I'm actually surprise to see Ben Bully, I thought he went off to Malaysia with girlfriend. Thanks for coming even when you were called to go fishing, appreciate it!
The real fun starts when family was about to leave.. You know why! HAHAHAHA!
Very gooooooood... most people came dressed according to theme. Actually, I don't really care lah.
It's always nice to see people gathering to talk ans reminiscing on good old days.
Pegan and Yilin came too! The only 2 ruggers that came. My apologies, no time to really entertain, but I'm glad you were entertained by the food.
Woohoo! Faith came too, too bad little Gloria wasn't here.
This Jackson made me smile the longest when I read the message he wrote for me. Very simply, "I love Grace". But his kiddy handwritting with an inverted 'L' made it all for heart warming.
Man.. Hui Wen's Loi Ke Tong song still ring in my head whenever I see this picture.
Pretty huh? Too bad had to put it out and take them away cause resident complained. Damn those people.
This is one of the cutest picture of the night. 3 grown man playing the squirrel, hunter game.
Three different shades of yellow. Sing Hui says it's Morning's sun, Afternoon's sun and Evening's sun. I said it's raw egg yoke, half-cooked egg yoke and cooked egg yoke.
A very big squirrel in between 2 small trees.
Chubs look more like rabbit then squirrel.
And the cutest squirrel award can only go to Jackson. No need to act cute, naturally cute already.
Rosemary, Grace and Ms Goh came to play too!
The long lost secondary school friends. Haven seen ass twin in a huge while!
Churchies were out to play as well. Well, they are always playing.
Eugene too fat to squat, had to hold on to Lance and Dawn for support. Or was there an earthquake.. Blurriness of the picture, explained.
Sing Hui liked this picture.. Come to think of it, yeah.. I like it too.
Ah Bu preparing them to sing the special song for me. David fell in love, kept singing and singing.
Group hug!!
Wah, thanks ah. Till now I still didn't know who did it.
Some left earlier :( But nonetheless, thanks for coming!
Very nice picture of the divers. Lynn and Chubs looked very good in them.
The 4E girls with Goon.
The KC people who came!
And the people who put in so much hard work for my party.
Dawn with a cramped face, Lance half dead from all the singing.
Young man, there's no need to feel down.
I said, young man, pick yourself off the ground.
I said, young man, 'cause you're in a new town
There's no need to be unhappy.

Young man, there's a place you can go.
I said, young man, when you're short on your dough.
You can stay there, and I'm sure you will find
Many ways to have a good time.

____

— Brief A —
Answer these questions from the party post.
(i) Which two ruggers came to the party?
(ii) What did Sing Hui say the three shades of yellow were?
(iii) Who received the cutest squirrel award?
— Brief B —
Repeat the part of the party post between "Wah, thanks ah." and "on your dough.", inclusive.

— Dataset extract —
____

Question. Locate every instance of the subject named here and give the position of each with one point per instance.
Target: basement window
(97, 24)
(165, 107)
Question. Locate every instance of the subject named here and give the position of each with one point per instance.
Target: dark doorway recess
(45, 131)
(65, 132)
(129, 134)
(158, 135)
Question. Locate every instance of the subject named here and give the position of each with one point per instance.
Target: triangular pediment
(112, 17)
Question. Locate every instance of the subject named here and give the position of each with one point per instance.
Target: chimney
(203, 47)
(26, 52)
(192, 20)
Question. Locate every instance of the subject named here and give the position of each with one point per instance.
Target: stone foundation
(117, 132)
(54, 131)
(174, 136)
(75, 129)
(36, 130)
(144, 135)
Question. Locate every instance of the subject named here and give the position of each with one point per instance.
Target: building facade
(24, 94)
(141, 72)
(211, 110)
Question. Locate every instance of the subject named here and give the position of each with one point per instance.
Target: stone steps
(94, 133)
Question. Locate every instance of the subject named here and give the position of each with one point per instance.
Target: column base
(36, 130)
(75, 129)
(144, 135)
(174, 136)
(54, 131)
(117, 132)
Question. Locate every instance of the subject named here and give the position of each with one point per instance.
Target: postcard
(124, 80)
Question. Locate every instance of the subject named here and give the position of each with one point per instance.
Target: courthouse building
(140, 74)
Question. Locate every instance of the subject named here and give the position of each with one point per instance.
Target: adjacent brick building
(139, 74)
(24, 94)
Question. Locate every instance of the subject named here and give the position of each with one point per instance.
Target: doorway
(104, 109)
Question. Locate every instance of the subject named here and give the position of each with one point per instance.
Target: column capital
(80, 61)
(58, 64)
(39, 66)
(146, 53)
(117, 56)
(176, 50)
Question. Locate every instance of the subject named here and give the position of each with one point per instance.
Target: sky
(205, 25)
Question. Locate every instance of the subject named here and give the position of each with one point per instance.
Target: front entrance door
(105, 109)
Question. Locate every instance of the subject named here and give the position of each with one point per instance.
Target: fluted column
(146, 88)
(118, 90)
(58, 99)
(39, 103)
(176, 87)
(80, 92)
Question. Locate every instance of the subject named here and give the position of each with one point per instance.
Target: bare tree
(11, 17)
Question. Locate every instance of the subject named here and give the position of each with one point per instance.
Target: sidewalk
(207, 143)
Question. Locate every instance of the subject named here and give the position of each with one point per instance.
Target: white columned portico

____

— Exercise answer A —
(i) Pegan and Yilin
(ii) Morning's sun, Afternoon's sun and Evening's sun
(iii) Jackson

— Exercise answer B —
Wah, thanks ah. Till now I still didn't know who did it.
Some left earlier :( But nonetheless, thanks for coming!
Very nice picture of the divers. Lynn and Chubs looked very good in them.
The 4E girls with Goon.
The KC people who came!
And the people who put in so much hard work for my party.
Dawn with a cramped face, Lance half dead from all the singing.
Young man, there's no need to feel down.
I said, young man, pick yourself off the ground.
I said, young man, 'cause you're in a new town
There's no need to be unhappy.

Young man, there's a place you can go.
I said, young man, when you're short on your dough.